Your objective → Check every line below, and copy those that include "stone".

Provided records →

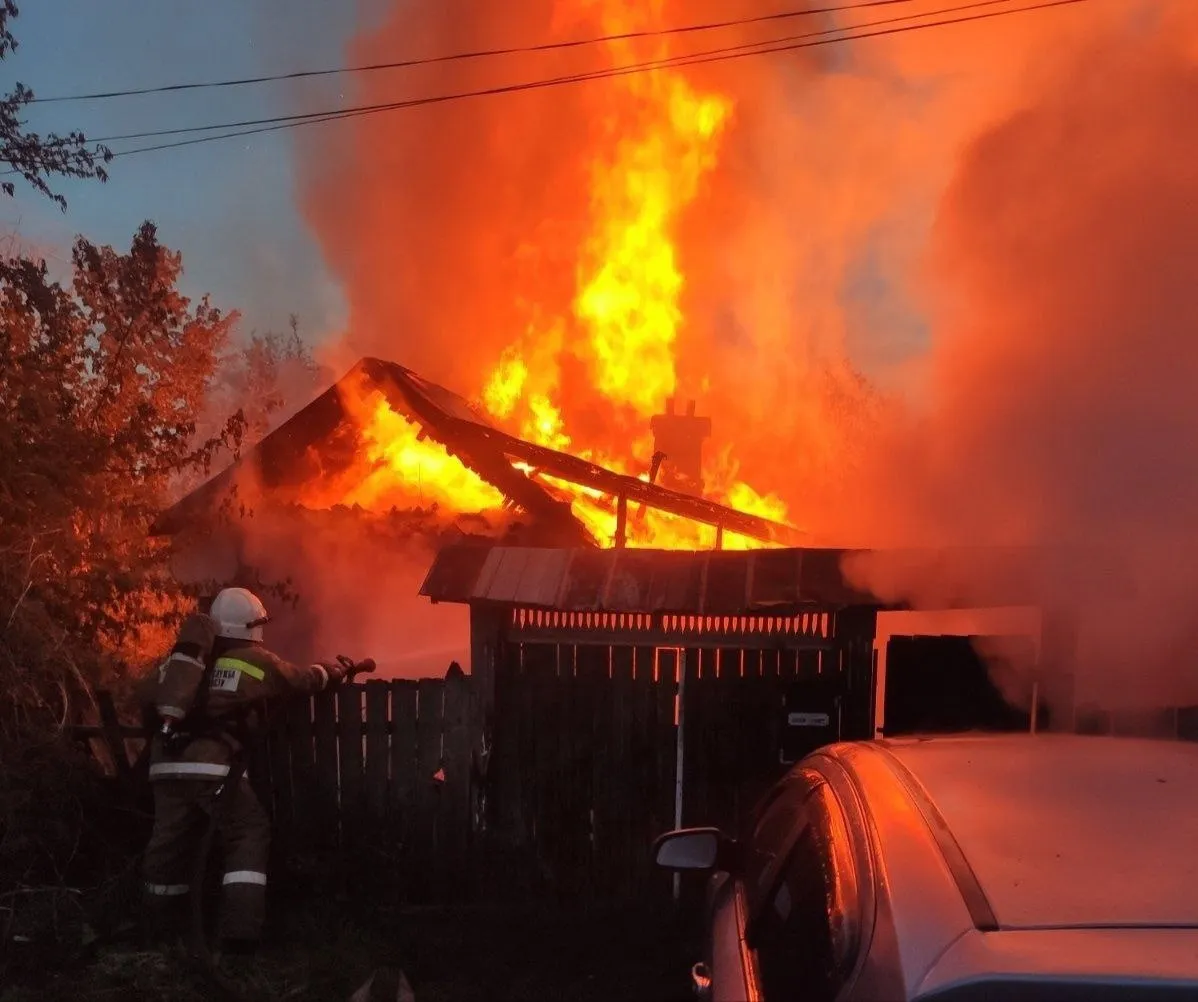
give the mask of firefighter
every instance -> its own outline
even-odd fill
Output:
[[[347,674],[335,662],[301,668],[271,653],[262,643],[267,620],[253,592],[225,588],[207,615],[184,622],[143,691],[159,721],[150,755],[154,828],[142,863],[147,916],[157,925],[191,889],[199,837],[215,812],[224,953],[252,952],[261,939],[270,849],[269,818],[235,763],[263,704],[319,692]],[[225,789],[230,771],[236,781]]]

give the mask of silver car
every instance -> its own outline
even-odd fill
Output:
[[[995,735],[830,745],[708,871],[702,999],[1198,999],[1198,745]]]

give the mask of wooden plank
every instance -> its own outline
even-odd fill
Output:
[[[595,798],[593,759],[595,755],[595,702],[601,699],[600,676],[606,677],[607,648],[592,645],[576,648],[573,689],[570,693],[568,716],[568,771],[565,774],[565,861],[570,893],[589,891],[592,881],[592,825]]]
[[[762,728],[762,743],[771,770],[780,768],[782,748],[782,652],[761,652],[761,712],[765,726]]]
[[[416,684],[416,818],[413,838],[415,872],[431,876],[437,852],[437,798],[441,794],[441,720],[445,683],[422,678]],[[424,887],[428,891],[430,887]]]
[[[294,842],[309,847],[316,811],[316,758],[312,750],[312,700],[306,696],[289,700],[286,709],[287,745],[291,758],[291,802]]]
[[[654,829],[653,804],[657,793],[656,745],[653,741],[653,679],[656,652],[652,647],[638,647],[633,656],[632,722],[629,727],[629,757],[632,760],[629,800],[631,868],[630,880],[643,886],[649,874],[649,848],[661,833]]]
[[[391,816],[406,855],[416,835],[416,683],[391,683]]]
[[[438,862],[451,879],[447,889],[460,891],[467,864],[470,833],[471,686],[465,675],[445,680],[444,768],[438,827]]]
[[[321,844],[340,834],[337,787],[337,694],[328,689],[312,699],[313,748],[316,757],[316,829]]]
[[[287,707],[276,704],[267,711],[266,752],[274,801],[274,822],[284,841],[295,831],[295,803],[291,775],[291,741],[287,735]]]
[[[658,834],[674,827],[674,761],[677,744],[675,697],[678,693],[678,651],[657,652],[657,682],[653,700],[653,732],[656,742],[657,789],[653,802],[654,828]]]
[[[715,680],[712,709],[716,717],[713,738],[713,770],[710,789],[712,809],[718,824],[726,832],[736,830],[737,793],[744,766],[740,757],[740,695],[741,652],[738,648],[723,648],[718,653],[719,675]]]
[[[631,889],[630,878],[636,855],[633,843],[640,827],[636,821],[642,810],[640,784],[636,781],[638,777],[632,758],[633,732],[636,728],[633,659],[631,647],[612,649],[608,765],[606,773],[599,777],[603,791],[603,818],[610,833],[605,852],[608,881],[614,893]]]
[[[682,823],[708,825],[711,815],[713,696],[716,673],[715,651],[686,652],[686,722],[683,736]]]
[[[585,872],[588,878],[588,897],[594,893],[606,894],[611,890],[615,875],[616,856],[620,842],[620,812],[612,804],[612,786],[617,777],[613,761],[613,701],[615,688],[612,680],[612,656],[610,647],[592,647],[592,656],[586,662],[586,676],[580,679],[584,704],[590,708],[590,750],[588,761],[582,763],[584,778],[590,787],[590,796],[583,807],[585,820],[583,830],[586,839]],[[631,652],[629,652],[631,653]],[[631,658],[628,670],[631,671]]]
[[[520,676],[521,647],[504,643],[495,659],[495,692],[492,708],[494,742],[488,767],[490,815],[501,834],[516,843],[524,839],[520,749],[524,692]]]
[[[340,765],[341,844],[359,842],[362,800],[362,686],[337,687],[337,751]]]
[[[799,652],[795,650],[781,651],[778,660],[778,674],[782,677],[783,687],[793,682],[798,677],[798,673]]]
[[[390,747],[387,734],[391,686],[380,679],[366,683],[366,813],[372,821],[387,814]]]
[[[538,675],[534,704],[537,729],[536,760],[538,789],[537,819],[541,833],[538,851],[558,886],[568,883],[572,857],[569,819],[574,810],[570,777],[573,723],[574,673],[577,649],[562,644],[553,648],[553,669]]]
[[[538,862],[552,875],[557,872],[561,851],[557,832],[561,771],[558,714],[563,712],[558,678],[561,651],[548,644],[525,644],[522,650],[520,784],[524,830]],[[573,648],[570,648],[570,658],[572,666]]]

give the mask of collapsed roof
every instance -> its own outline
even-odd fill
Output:
[[[266,493],[294,490],[326,475],[338,459],[348,466],[347,428],[353,418],[342,401],[342,388],[365,385],[380,391],[391,409],[421,428],[453,456],[498,490],[505,503],[521,509],[551,533],[558,545],[595,546],[567,501],[554,497],[533,477],[513,466],[589,487],[618,501],[644,505],[763,542],[795,544],[802,533],[706,498],[615,473],[564,452],[534,445],[496,428],[468,401],[394,362],[363,358],[334,386],[262,439],[245,456],[167,509],[154,523],[154,535],[171,535],[203,521],[218,510],[239,485],[252,483]],[[356,446],[356,440],[348,443]]]

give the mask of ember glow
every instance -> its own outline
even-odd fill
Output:
[[[667,25],[661,0],[581,7],[605,36]],[[607,44],[606,62],[655,62],[675,54],[671,45],[670,36],[624,37]],[[717,164],[735,107],[727,96],[702,91],[681,72],[662,68],[613,78],[604,88],[604,108],[579,173],[586,187],[578,192],[577,211],[586,226],[571,253],[573,294],[564,308],[534,303],[533,320],[509,333],[473,389],[505,430],[647,480],[654,446],[650,418],[680,391],[676,353],[687,318],[677,230]],[[351,409],[362,415],[372,472],[343,503],[390,507],[418,487],[450,512],[499,504],[495,491],[453,457],[431,451],[435,447],[419,441],[413,426],[385,404],[355,401]],[[706,458],[709,498],[786,520],[786,506],[737,479],[726,456]],[[601,545],[612,545],[615,498],[562,481],[540,482],[572,503]],[[640,546],[710,547],[716,531],[630,505],[627,539]],[[724,545],[763,544],[728,534]]]

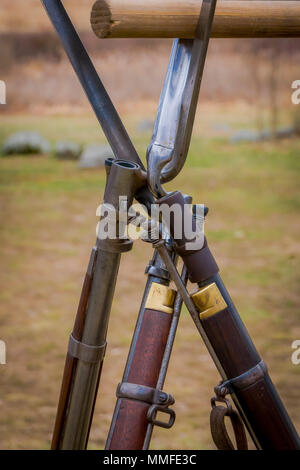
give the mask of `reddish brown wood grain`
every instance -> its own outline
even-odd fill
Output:
[[[201,323],[228,378],[246,373],[261,361],[240,318],[230,308]],[[297,432],[268,374],[245,388],[235,387],[234,393],[264,450],[299,449]]]
[[[145,310],[127,382],[156,387],[172,315]],[[147,431],[149,404],[120,399],[110,450],[139,450]]]
[[[72,335],[77,340],[80,341],[82,337],[84,320],[86,315],[86,307],[88,303],[89,293],[92,284],[92,275],[88,272],[85,275],[83,286],[81,290],[80,300],[78,304],[76,319],[74,323],[74,328]],[[65,368],[63,373],[61,391],[58,401],[56,420],[54,425],[51,449],[58,450],[60,447],[61,433],[63,430],[63,422],[66,415],[66,410],[68,406],[71,386],[72,386],[72,377],[76,368],[77,359],[70,356],[67,353]]]

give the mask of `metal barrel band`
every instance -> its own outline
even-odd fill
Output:
[[[153,266],[152,264],[149,264],[146,267],[145,274],[148,274],[149,276],[153,277],[158,277],[166,281],[170,280],[170,274],[167,269],[158,268],[157,266]]]
[[[169,406],[175,403],[174,398],[169,393],[158,390],[157,388],[129,382],[120,383],[116,395],[118,398],[138,400],[149,403],[150,405]]]
[[[80,359],[81,361],[96,364],[101,362],[105,356],[107,343],[101,346],[90,346],[89,344],[77,341],[74,336],[70,335],[68,353],[70,356]]]
[[[98,239],[99,240],[99,239]],[[99,240],[99,249],[109,253],[126,253],[132,249],[133,241],[129,239],[110,239]]]
[[[234,390],[243,390],[263,379],[267,373],[268,369],[266,364],[264,361],[260,361],[256,366],[247,370],[243,374],[221,382],[215,388],[215,392],[219,396],[225,396],[227,393],[234,393]]]

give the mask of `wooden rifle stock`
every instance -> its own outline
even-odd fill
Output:
[[[90,295],[91,286],[92,286],[96,256],[97,256],[97,248],[94,247],[90,256],[89,266],[88,266],[88,269],[87,269],[87,272],[85,274],[85,278],[83,281],[76,319],[75,319],[74,328],[72,332],[72,336],[73,338],[75,338],[76,341],[81,341],[82,339],[84,320],[85,320],[87,304],[88,304],[89,295]],[[72,377],[76,368],[76,364],[77,364],[77,359],[71,356],[69,352],[67,352],[62,385],[61,385],[61,392],[60,392],[58,408],[57,408],[56,421],[55,421],[53,437],[52,437],[52,444],[51,444],[52,450],[58,450],[60,448],[60,439],[61,439],[61,434],[63,431],[63,423],[64,423],[64,418],[66,416],[67,406],[68,406],[68,402],[69,402],[69,398],[71,394]]]

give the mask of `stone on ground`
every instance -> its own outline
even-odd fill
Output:
[[[11,135],[2,147],[4,155],[44,154],[49,152],[49,142],[33,131],[17,132]]]
[[[79,167],[101,167],[104,166],[107,158],[114,158],[114,154],[108,145],[89,145],[81,154]]]
[[[57,142],[55,156],[59,160],[77,160],[81,153],[80,145],[75,142]]]

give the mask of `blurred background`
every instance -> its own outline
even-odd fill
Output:
[[[99,40],[92,1],[64,5],[144,159],[172,41]],[[212,40],[187,164],[169,184],[210,208],[211,249],[298,432],[299,63],[299,39]],[[109,149],[39,1],[1,0],[0,80],[0,448],[47,449]],[[150,257],[136,242],[122,258],[92,449],[105,444]],[[214,448],[218,381],[184,310],[165,386],[177,421],[153,448]]]

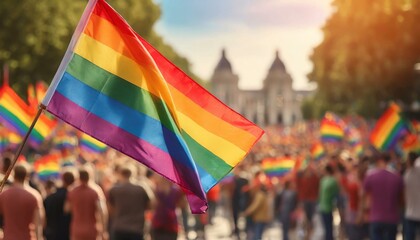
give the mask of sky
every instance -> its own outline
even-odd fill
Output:
[[[323,38],[331,0],[155,0],[162,16],[156,30],[192,70],[209,80],[226,50],[241,89],[260,89],[275,52],[293,87],[311,89],[309,56]]]

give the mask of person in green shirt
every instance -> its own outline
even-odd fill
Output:
[[[334,177],[332,166],[325,167],[319,188],[319,211],[324,226],[325,240],[333,240],[333,215],[334,203],[339,192],[337,179]]]

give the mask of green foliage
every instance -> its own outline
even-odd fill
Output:
[[[153,0],[109,0],[134,30],[188,75],[190,63],[153,30],[160,8]],[[10,68],[21,94],[38,80],[51,81],[80,19],[86,0],[0,1],[0,64]]]
[[[310,103],[342,114],[377,116],[390,100],[409,104],[420,95],[414,64],[420,61],[420,1],[335,0],[324,40],[308,75],[318,84]],[[321,115],[318,115],[320,117]]]

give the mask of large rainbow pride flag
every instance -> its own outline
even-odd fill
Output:
[[[90,0],[43,105],[177,183],[193,213],[263,130],[142,39],[104,0]]]
[[[393,103],[376,122],[370,134],[370,142],[376,149],[381,151],[392,149],[398,139],[408,132],[407,123],[400,112],[400,107]]]

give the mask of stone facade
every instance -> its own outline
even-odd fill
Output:
[[[311,91],[293,90],[293,80],[276,51],[275,58],[258,90],[239,88],[225,50],[211,77],[211,92],[222,102],[260,126],[284,124],[302,119],[300,105]]]

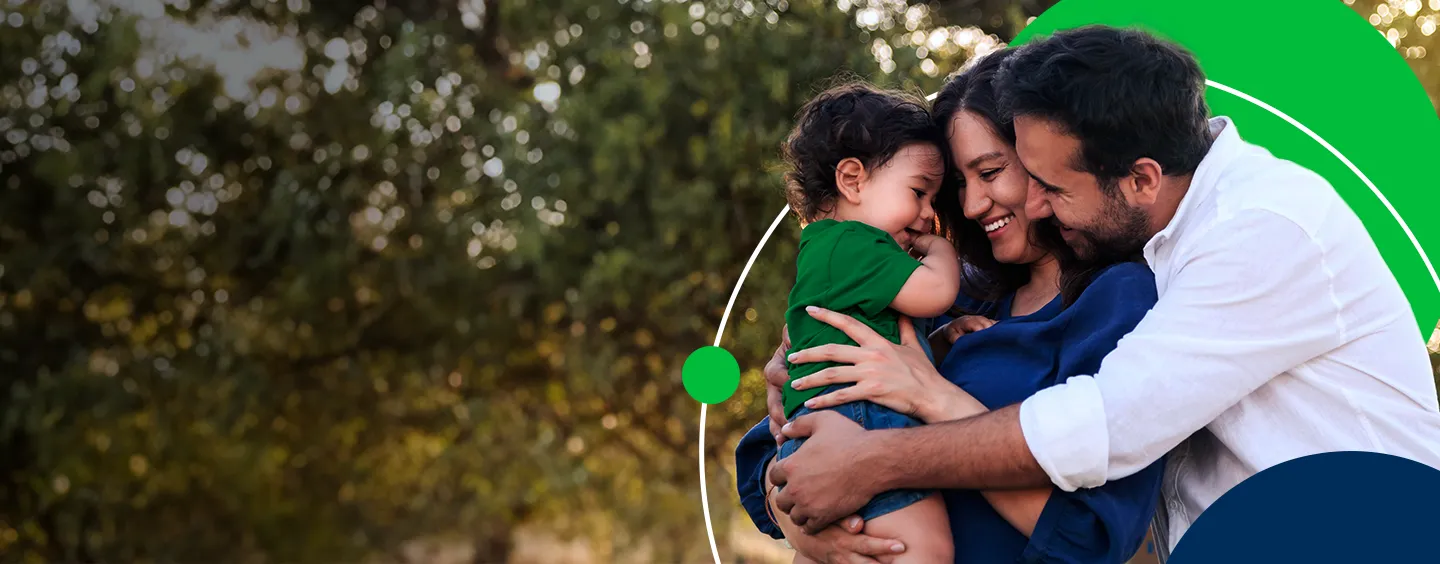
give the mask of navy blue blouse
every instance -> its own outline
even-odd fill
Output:
[[[961,337],[939,364],[941,375],[989,409],[1019,403],[1070,376],[1098,372],[1101,359],[1155,305],[1155,277],[1142,264],[1111,266],[1070,307],[1062,308],[1057,297],[1021,317],[1010,316],[1013,298],[957,301],[996,323]],[[926,321],[919,328],[938,327],[948,319]],[[740,440],[735,465],[745,511],[761,532],[778,539],[783,535],[766,514],[764,491],[764,471],[775,450],[762,420]],[[1055,489],[1028,539],[980,492],[947,490],[955,561],[1125,562],[1139,549],[1154,515],[1163,460],[1098,488]]]

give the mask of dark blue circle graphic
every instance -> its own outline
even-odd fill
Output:
[[[1232,488],[1175,547],[1171,564],[1435,562],[1440,470],[1396,456],[1316,454]]]

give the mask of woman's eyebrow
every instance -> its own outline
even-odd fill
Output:
[[[970,162],[965,163],[965,168],[975,168],[976,166],[979,166],[981,162],[1000,156],[1000,151],[990,151],[989,153],[985,153],[983,155],[970,159]]]

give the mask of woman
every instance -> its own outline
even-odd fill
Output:
[[[814,407],[863,399],[936,423],[1018,403],[1070,375],[1094,373],[1154,305],[1154,277],[1143,265],[1076,260],[1053,224],[1027,218],[1030,177],[1015,154],[1014,130],[996,111],[991,88],[1009,53],[986,57],[949,80],[934,105],[963,177],[961,202],[952,205],[962,207],[966,218],[942,229],[957,243],[966,267],[964,290],[956,300],[956,309],[966,315],[931,320],[949,322],[932,337],[938,369],[915,378],[842,382],[817,373],[797,380],[797,389],[856,384],[816,398]],[[766,367],[768,380],[785,380],[787,348],[782,344]],[[783,534],[797,551],[817,561],[875,561],[860,555],[884,561],[882,555],[893,554],[893,542],[857,534],[863,524],[857,526],[855,519],[807,535],[768,502],[765,470],[779,440],[772,438],[771,425],[769,420],[756,425],[736,450],[741,500],[761,531],[777,538]],[[1124,562],[1145,535],[1160,480],[1157,462],[1125,479],[1076,492],[945,491],[955,561]]]

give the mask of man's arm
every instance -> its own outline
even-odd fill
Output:
[[[1018,408],[912,429],[855,435],[823,413],[799,418],[786,435],[810,441],[772,466],[771,479],[784,484],[776,503],[809,529],[897,487],[1099,486],[1145,468],[1271,378],[1348,339],[1325,257],[1300,226],[1247,210],[1204,236],[1097,376],[1041,390]],[[823,353],[808,361],[853,365],[827,370],[905,369],[900,347],[858,321],[816,316],[861,348],[817,347]],[[847,434],[856,444],[811,446]],[[826,488],[849,491],[827,500]]]
[[[1244,210],[1201,237],[1098,374],[1021,404],[1030,452],[1061,489],[1134,474],[1350,338],[1332,287],[1337,265],[1299,225]]]
[[[1019,409],[909,429],[865,431],[822,411],[785,425],[805,448],[770,465],[775,504],[815,532],[881,492],[900,489],[1020,489],[1050,484],[1025,446]],[[864,468],[864,472],[848,471]]]
[[[1020,430],[1019,406],[908,429],[872,431],[880,491],[902,488],[1020,489],[1050,485]],[[982,454],[983,453],[983,454]]]

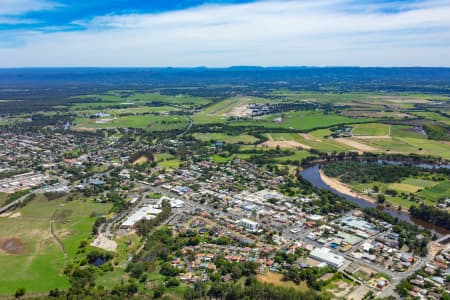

Exercise solution →
give the mask of `stone on ground`
give the mask of stone facade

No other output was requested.